— Text section —
Analysts told BusinessDay that the crash could be a result of weakening appetite on the part of equity holders of the digital currency.

“If you look at the way the price of bitcoin has grown, particularly this year, it has had the highest growth from the beginning of the year; from $1,000 to $5,000 within nine months,” said Austin Ejola, Deputy Vice President at Planet Capital, “One of the factors responsible for the growth was that China was open to it and also, the likes of Amazon and other big retail shops were gradually being open to it. So if China begins to clamp down on it, then of course the appetite for holding this kind of coin is going to reduce.”

The world’s number one digital currency, bitcoin began Monday morning at $4,037.50, representing about 20 percent drop from its record high of $5,013 on Friday, September 1. As at press time, the Coindesk Bitcoin Price Index showed it has recovered slightly at $4,348.56.

The People’s Bank of China ban is the first comprehensive regulatory block on ICOs – a process where fundraisers distribute digital tokens to investors who make financial contributions in the form of cryptocurrencies such as bitcoin and ether. The Chinese central bank said it has completed investigations into ICOs, and will strictly punish offerings in the future, while penalising legal violations in ones already completed.

The bank ordered companies that have already raised money to provide refunds, but it did not specify the manner in which the funds will be refunded.

So far, a total of $1.6 billion ICOs have been raised across the globe by different companies and China accounts for about a fifth – nearly $500 million, of the funds.

— Written request A —
In the records, reproduce word for word the part that opens with the line containing "Give one point for each instance of the green" and runs through the end of the records, including both ends. Leave the pictures out of your answer.

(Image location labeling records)
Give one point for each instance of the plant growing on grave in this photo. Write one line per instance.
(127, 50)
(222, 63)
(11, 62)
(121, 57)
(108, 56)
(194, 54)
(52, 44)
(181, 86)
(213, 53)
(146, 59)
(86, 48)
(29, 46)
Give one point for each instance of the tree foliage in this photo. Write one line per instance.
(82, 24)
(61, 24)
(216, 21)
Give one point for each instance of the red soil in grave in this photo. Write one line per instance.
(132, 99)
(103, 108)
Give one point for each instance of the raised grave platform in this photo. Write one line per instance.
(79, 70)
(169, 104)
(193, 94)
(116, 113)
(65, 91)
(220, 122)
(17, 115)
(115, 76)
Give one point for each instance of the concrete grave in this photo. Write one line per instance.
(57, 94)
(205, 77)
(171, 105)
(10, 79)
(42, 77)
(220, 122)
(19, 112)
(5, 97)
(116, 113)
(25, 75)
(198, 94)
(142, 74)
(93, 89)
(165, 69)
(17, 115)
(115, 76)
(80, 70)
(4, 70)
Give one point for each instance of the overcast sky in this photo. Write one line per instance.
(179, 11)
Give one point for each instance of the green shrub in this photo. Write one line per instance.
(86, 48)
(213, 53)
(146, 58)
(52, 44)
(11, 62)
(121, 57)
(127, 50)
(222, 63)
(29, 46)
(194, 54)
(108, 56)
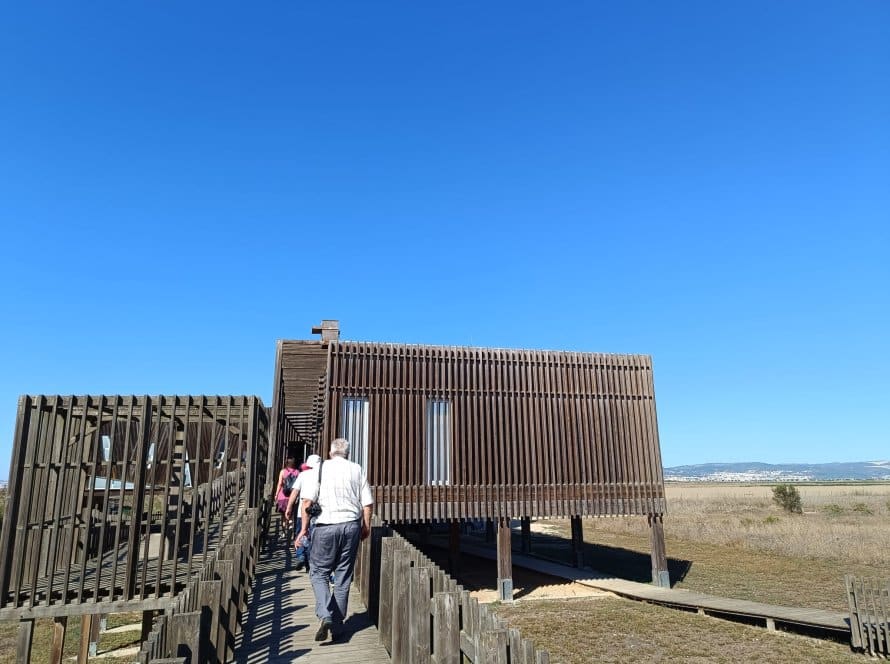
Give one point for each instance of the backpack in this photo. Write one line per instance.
(288, 485)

— Written request B —
Answer these questions using the bitcoin article.
(i) At what price did bitcoin begin Monday morning?
(ii) What position does Austin Ejola hold, and at which firm?
(iii) What did the People's Bank of China order companies that have already raised money to do?

— Correct result A —
Give one point for each instance of the green shrub in this photo. Write one line per instance.
(86, 48)
(213, 53)
(146, 58)
(52, 44)
(11, 62)
(121, 57)
(127, 50)
(222, 63)
(29, 46)
(194, 54)
(108, 56)
Give one point for each instance of the backpack in this photo. Write one line per instance.
(288, 485)

— Correct result B —
(i) $4,037.50
(ii) Deputy Vice President at Planet Capital
(iii) Provide refunds